Could you write out every line of the material below again, offsetting each x and y coordinate in the marked points by 137 and leaving out the pictures?

Data items:
★ ★ ★ ★ ★ ★ ★

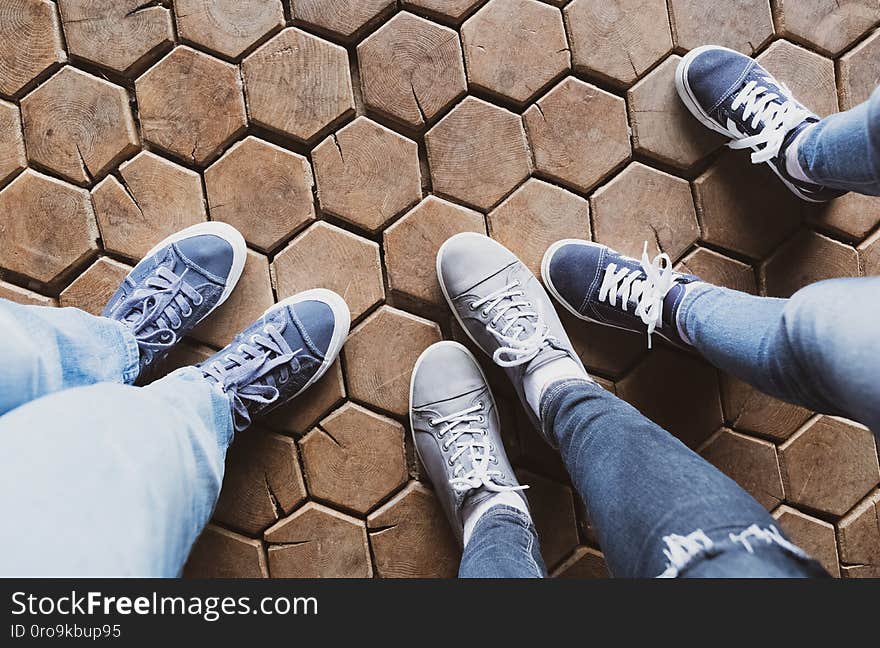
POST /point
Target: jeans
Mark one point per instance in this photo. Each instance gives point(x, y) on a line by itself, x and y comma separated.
point(123, 478)
point(842, 151)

★ ★ ★ ★ ★ ★ ★

TASK RESULT:
POST /point
Target: jeans
Mark one point per instance in this photo. Each instance gives point(x, y) on a line by itself, x and y comma separated.
point(260, 615)
point(979, 288)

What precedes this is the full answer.